__抜粋した本文__
韓国の大谷翔平ファンクラブ会長にインタビュー 「同じポルシェまで購入しました」 (3ページ目)

  • 吉崎エイジーニョ●取材・文 text by Yoshizaki Eijinho

【韓国で有名な大谷のストーリー】

 開設後は大きな批判は起きていないという。大谷のポジティブな姿が韓国にも大々的に伝わっていっているからだ。

 2023年WBCでの「憧れるのをやめましょう」スピーチはつとに有名で、韓国での「大谷像」をさらにポジティブにするきっかけになった。また試合中にサッとゴミを拾う姿も広く伝わっている。イ氏は個人的に「チームのためにセーフティーバントまでもやりきれること」がすばらしいと感じている。

 もうひとつ、韓国で有名な大谷のストーリーがあるという。

「あれだけお金を稼いでいても、ご家族がそれに頼らずに暮らしていることです。それぞれが仕事をしていると聞きます。韓国ではこの姿がすごくリスペクトされているんですよ。多くの場合、子どもが大成功したら親はそのお金に頼るものでしょう? 僕が彼の父親だったとしても100億ウォン(10億円)くらいもらって、あとは悠々自適に暮らすと思いますよ」

__取り組む課題__
**A)** 大谷翔平ファンクラブ会長へのインタビュー記事で、クラブの開設後に大きな批判が起きていない理由を、本文に即して1〜3文で説明しなさい。
**B)** 大谷翔平ファンクラブ会長へのインタビュー記事を、最後の文の後から書き継ぎなさい。

__データの内容__
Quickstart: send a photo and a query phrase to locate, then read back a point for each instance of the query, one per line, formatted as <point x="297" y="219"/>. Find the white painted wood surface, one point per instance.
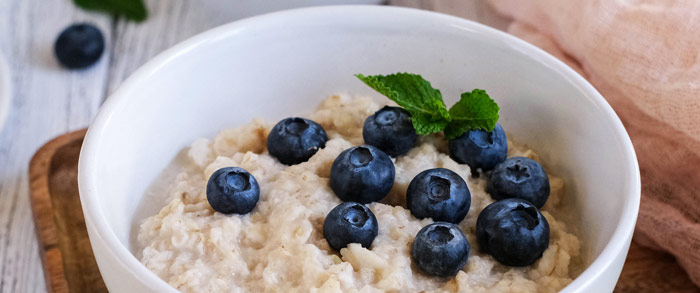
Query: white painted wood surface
<point x="49" y="101"/>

__課題の解答__
**A)** 大谷のポジティブな姿が韓国にも大々的に伝わっているからである。とくに2023年WBCでの「憧れるのをやめましょう」スピーチは、韓国での「大谷像」をさらにポジティブにするきっかけになった。

**B)**
 昨シーズン後、大谷の移籍先があれこれと噂された時期は、イ氏にとっても気を揉む時期だった。そしてドジャースに決まったというニュースが報じられた時、ホッとした。

「西海岸のチームでよかったと思います。僕にとっては韓国との時差が重要な問題でしたから。東海岸のチームだとより時差が大きくなる。僕はできる限り全試合をライブで見たいので、仕事の時間帯を大きく変える覚悟もしていましたから」

 MLB開幕戦はコチョク・スカイドームで観戦する予定だ。いくら自身がファンクラブ会長だからといっても、発売日にプラチナチケットを手にすることはできなかった。徹夜で予約サイトの応募ボタンをクリックしたがダメ。しかし翌日、2枚チケットを入手したファンクラブ会員が「一緒に行きましょう」と申し出てくれた。自分がお代を2枚分支払って恩返しとし、同席させもらうことにした。

「もちろんホームランに期待したいですよ。でもリハビリ明けの状況なので、あまり無理してほしくはないなという気持ちがあります。何よりも強いチームでの大谷選手が見られることがまず楽しみです。昨季のエンゼルスの試合はすべて見ましたが、大谷選手とチームメイトの実力差があり、彼がかわいそうな面もありました。だから前後の打者もいい選手が多い打線で大谷選手がどう輝くのか。そこを見てみたい気持ちがありますね」
(おわり)

著者プロフィール

  • 吉崎エイジーニョ

    吉崎エイジーニョ (よしざき・えいじーにょ)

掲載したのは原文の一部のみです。